* **Work instruction**
No pictures are to be included when the entries below are reproduced exactly.

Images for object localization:
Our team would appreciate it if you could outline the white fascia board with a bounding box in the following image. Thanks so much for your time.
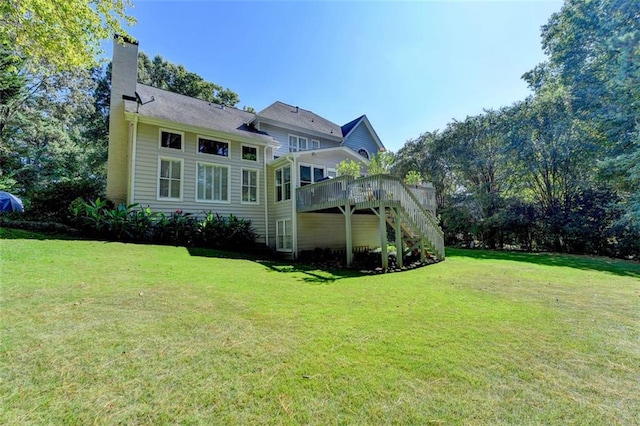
[289,146,371,165]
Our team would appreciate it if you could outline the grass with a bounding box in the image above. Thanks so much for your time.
[1,228,639,425]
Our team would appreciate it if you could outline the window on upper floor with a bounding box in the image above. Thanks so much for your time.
[241,169,259,204]
[358,148,369,159]
[289,135,308,152]
[196,162,229,202]
[242,145,258,161]
[311,139,320,149]
[198,137,229,157]
[158,157,182,200]
[275,165,291,202]
[160,130,183,150]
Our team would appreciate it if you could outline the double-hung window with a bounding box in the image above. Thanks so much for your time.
[158,157,183,200]
[196,162,229,202]
[276,219,292,251]
[242,169,258,204]
[275,165,291,202]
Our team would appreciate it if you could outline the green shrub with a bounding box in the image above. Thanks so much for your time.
[25,179,104,224]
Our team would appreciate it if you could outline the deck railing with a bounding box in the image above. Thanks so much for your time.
[296,174,445,259]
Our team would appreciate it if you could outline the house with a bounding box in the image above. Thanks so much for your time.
[106,36,444,267]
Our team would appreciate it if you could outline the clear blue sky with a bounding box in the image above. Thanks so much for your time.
[108,0,563,152]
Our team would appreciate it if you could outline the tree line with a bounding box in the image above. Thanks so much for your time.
[393,0,639,258]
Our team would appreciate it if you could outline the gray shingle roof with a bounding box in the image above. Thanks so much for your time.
[256,101,342,138]
[125,84,274,144]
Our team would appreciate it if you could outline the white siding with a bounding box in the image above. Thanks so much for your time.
[132,122,267,243]
[266,162,293,250]
[297,213,380,251]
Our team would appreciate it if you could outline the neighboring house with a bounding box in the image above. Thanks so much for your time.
[106,37,444,266]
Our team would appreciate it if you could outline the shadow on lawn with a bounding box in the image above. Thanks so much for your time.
[256,261,366,284]
[448,248,640,279]
[188,247,364,284]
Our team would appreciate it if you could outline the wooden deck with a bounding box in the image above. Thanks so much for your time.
[296,175,445,262]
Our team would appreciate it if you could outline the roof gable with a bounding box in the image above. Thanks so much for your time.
[254,101,342,140]
[341,115,385,151]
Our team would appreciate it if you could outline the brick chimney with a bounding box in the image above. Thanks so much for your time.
[106,35,138,205]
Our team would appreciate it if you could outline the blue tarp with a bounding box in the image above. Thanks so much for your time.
[0,191,24,213]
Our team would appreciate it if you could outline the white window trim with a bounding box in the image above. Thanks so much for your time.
[158,128,185,152]
[241,168,260,205]
[276,218,293,252]
[357,147,370,159]
[275,165,292,203]
[311,139,320,149]
[157,156,184,201]
[299,162,326,186]
[195,161,231,204]
[196,135,231,159]
[288,134,309,152]
[241,143,259,162]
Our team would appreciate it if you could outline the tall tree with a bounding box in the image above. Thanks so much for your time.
[137,52,241,107]
[536,0,640,224]
[1,0,135,72]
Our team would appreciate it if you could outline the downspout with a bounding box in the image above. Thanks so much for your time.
[287,155,297,258]
[128,115,139,205]
[263,145,269,248]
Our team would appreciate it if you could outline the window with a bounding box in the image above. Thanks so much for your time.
[160,130,183,150]
[327,168,337,178]
[276,219,292,251]
[196,162,229,202]
[158,157,182,199]
[275,165,291,202]
[242,169,258,204]
[358,148,369,159]
[242,145,258,161]
[299,164,325,186]
[288,135,308,152]
[311,139,320,149]
[199,137,228,157]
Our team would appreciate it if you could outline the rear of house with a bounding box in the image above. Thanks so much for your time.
[106,36,444,265]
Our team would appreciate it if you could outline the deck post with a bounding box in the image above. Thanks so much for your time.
[379,203,388,270]
[419,239,426,262]
[344,204,353,267]
[393,207,403,268]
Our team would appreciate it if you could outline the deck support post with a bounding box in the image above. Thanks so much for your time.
[419,239,426,262]
[379,203,388,270]
[393,208,403,269]
[341,204,354,267]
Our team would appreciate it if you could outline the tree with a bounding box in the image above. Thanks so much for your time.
[535,0,640,224]
[1,0,135,72]
[137,52,240,107]
[367,151,394,175]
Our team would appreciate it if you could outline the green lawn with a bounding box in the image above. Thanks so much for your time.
[1,228,639,425]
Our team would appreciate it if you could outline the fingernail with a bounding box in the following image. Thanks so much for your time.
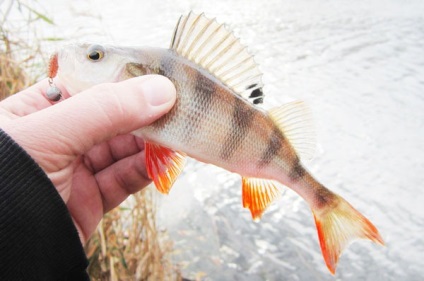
[142,76,176,107]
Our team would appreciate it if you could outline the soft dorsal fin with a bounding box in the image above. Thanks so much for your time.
[170,12,264,104]
[269,101,316,161]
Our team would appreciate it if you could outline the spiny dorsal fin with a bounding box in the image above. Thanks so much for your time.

* **Solution for this task**
Our team would appreciate it if you could outline the white fascia board with a bounding box in the following image. Thanks so much for your time.
[289,146,371,165]
Our team would appreciate it if you could outline the grass with a bounding box in the image above. Thanks so much for your time.
[1,228,639,425]
Our team would appreciate it if you could outline the window on upper floor with a bounding box in the image above. Thanks so much for your time.
[241,169,259,204]
[358,148,369,159]
[289,135,308,152]
[196,162,229,202]
[242,145,258,161]
[311,139,320,149]
[198,137,229,157]
[158,157,182,200]
[275,165,291,202]
[160,130,183,150]
Our team would appreciate it if you could outline the double-hung window with a bounding box in the image above. Thanks so much for your time.
[158,157,183,200]
[196,162,229,202]
[276,219,292,251]
[242,169,258,204]
[275,165,291,202]
Our team would appreciate it if you could outline the green shrub with a bounding box in the image above. Thanks so much for your time.
[25,179,104,224]
Our team would appreciate it if you could outline the deck railing with a bounding box in the image above. Thanks so much for your time.
[296,174,445,259]
Our team would appreciate it if you could outline the house with a bounding box in the image above. Thanks so much for your time.
[106,36,444,267]
Our team would appreciate it if you could outline the clear blue sky with a bounding box in the image above. Thanks so much for your time.
[108,0,563,152]
Our team would appreciate it if you could outline the tree line with a bounding box in the image above. Thanks so much for your time.
[393,0,639,258]
Our team would appreciate it if you could outline the gray shingle roof with a bounding box in the image above. Thanks so much for your time.
[256,101,342,138]
[125,84,274,144]
Our team would appreciate it if you could outline the white siding with a bounding box in the image above. Thanks so much for your time.
[132,122,267,243]
[266,162,293,250]
[297,213,380,251]
Our team would appreciate it if you could outline the neighboring house with a bounding box in the image above. Thanks so much for your time.
[106,37,444,266]
Our team would appreciate it if you could outline the shadow on lawn with a bounding box in the image above. Thanks so much for your time.
[256,261,366,284]
[448,248,640,279]
[188,247,364,284]
Our team would appreciate it if you could outline the wooden deck with a bounding box in the image above. Thanks so much for your time.
[296,175,445,262]
Our team would appreciate it if you could outline the roof gable with a bounding box in the image above. Thanks so much for your time.
[254,101,342,140]
[341,115,385,151]
Our team would appreciate it if you could outline the brick chimney with a bounding box in the image above. Thanks so much for your time.
[106,35,138,205]
Our team would appreciate it if you could outline the blue tarp with a bounding box in the image above. Thanks so much for your time.
[0,191,24,213]
Our team would appreciate it if you could outline the white window trim with a bounding box in the image above. Thanks so much for your time.
[158,128,185,152]
[241,168,260,205]
[276,218,293,252]
[357,147,370,159]
[275,165,292,203]
[311,139,320,149]
[157,156,184,201]
[299,162,326,186]
[195,161,231,204]
[196,135,231,159]
[288,134,309,152]
[241,143,259,162]
Our team would appreciate it if you could outline the tall tree with a bounding box in the image above. Thanks so much for your time.
[137,52,241,107]
[536,0,640,224]
[1,0,135,72]
Our team would appreciate it if you could outline the downspout with a bounding box in the image above. Thanks so much for your time.
[287,155,297,258]
[128,115,139,205]
[263,145,269,248]
Our team would appreciate it if you could outline the window with a bounding box in the image above. Thanks so much for your time.
[160,130,183,150]
[327,168,337,178]
[276,219,292,251]
[196,162,229,202]
[158,157,182,199]
[275,165,291,202]
[242,169,258,204]
[358,148,369,159]
[242,145,258,161]
[299,164,325,186]
[288,135,308,152]
[311,139,320,149]
[199,137,228,157]
Our team would appreciate it if you could outline the rear of house with a bounding box in the image above. Thanks so much for your time.
[106,36,444,265]
Our team would appreciate it if you could outline the deck post with a bounding box in the image above. Thanks so much for your time.
[379,203,388,270]
[419,239,426,262]
[344,204,353,267]
[393,207,403,268]
Our team would appreciate it if you could outline the deck support post with a bounding box in the image above. Thanks so much for your time.
[419,239,426,262]
[379,203,388,270]
[393,208,403,269]
[341,204,354,267]
Our team would appreciate it if you could outline the tree with a bounding box in the image above. Thanks so much for your time.
[535,0,640,224]
[1,0,135,72]
[137,52,240,107]
[367,151,394,175]
Our team would appreciate it if you could outline the green lawn with a bounding box in the image above. Thanks so much for your time.
[1,228,639,425]
Our team would appreciate it if you could outline the fingernail with a bounding box in the following image. Thanks so much for your time.
[142,76,176,107]
Our team would appreciate it if you could outline the soft dorsal fin with a bounding box in the image above. Thanks so much for your time.
[170,12,264,104]
[269,101,316,161]
Our team would appreciate it if you could outline the spiny dorsal fin with a bounding box in the image above. Thanks so much for your time.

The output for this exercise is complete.